[Your task] Retrieve every line from the records in which the word "window" occurs.

[Material to process]
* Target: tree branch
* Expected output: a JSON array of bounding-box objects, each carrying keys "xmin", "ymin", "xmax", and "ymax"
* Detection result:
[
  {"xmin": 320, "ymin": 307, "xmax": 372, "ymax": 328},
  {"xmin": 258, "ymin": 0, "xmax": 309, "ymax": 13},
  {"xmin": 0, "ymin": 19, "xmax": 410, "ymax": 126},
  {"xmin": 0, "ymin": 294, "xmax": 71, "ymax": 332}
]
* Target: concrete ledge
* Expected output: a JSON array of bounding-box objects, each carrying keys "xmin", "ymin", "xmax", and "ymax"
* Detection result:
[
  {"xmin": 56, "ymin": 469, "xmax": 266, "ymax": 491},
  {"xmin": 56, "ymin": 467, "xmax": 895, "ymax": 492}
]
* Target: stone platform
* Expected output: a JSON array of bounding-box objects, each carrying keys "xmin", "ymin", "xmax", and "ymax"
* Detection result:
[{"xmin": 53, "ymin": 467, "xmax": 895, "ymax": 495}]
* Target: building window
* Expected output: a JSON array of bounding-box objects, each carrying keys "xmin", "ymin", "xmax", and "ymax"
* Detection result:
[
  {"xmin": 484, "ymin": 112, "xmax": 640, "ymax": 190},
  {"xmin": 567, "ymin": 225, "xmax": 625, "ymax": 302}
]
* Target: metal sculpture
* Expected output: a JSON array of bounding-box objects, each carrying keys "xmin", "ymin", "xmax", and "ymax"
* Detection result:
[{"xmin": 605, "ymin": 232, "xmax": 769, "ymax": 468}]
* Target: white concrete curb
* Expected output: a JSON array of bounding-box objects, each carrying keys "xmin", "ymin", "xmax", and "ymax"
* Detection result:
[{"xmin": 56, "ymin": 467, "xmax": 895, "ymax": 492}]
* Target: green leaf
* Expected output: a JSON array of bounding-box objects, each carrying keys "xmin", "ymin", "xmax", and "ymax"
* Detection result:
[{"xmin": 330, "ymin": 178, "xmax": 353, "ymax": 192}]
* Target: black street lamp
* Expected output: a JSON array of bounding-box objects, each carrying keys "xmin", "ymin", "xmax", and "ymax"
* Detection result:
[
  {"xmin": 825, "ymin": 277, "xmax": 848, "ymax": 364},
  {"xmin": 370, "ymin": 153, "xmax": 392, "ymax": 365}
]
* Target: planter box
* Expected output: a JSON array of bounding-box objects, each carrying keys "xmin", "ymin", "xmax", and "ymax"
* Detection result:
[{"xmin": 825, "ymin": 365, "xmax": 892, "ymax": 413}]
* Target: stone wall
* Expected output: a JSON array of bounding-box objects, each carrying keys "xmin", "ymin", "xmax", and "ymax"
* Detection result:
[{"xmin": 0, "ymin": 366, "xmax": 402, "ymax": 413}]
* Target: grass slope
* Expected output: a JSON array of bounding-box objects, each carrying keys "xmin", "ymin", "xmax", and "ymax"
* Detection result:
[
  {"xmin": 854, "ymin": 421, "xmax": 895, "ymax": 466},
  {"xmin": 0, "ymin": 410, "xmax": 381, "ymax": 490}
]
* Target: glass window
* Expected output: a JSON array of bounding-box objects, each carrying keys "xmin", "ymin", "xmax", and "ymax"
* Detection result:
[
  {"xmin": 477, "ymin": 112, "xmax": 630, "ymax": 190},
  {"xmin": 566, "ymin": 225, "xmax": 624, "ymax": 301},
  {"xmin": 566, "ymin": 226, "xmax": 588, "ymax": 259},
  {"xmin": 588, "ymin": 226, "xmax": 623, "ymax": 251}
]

[Answer below]
* Target: building window
* Target: glass window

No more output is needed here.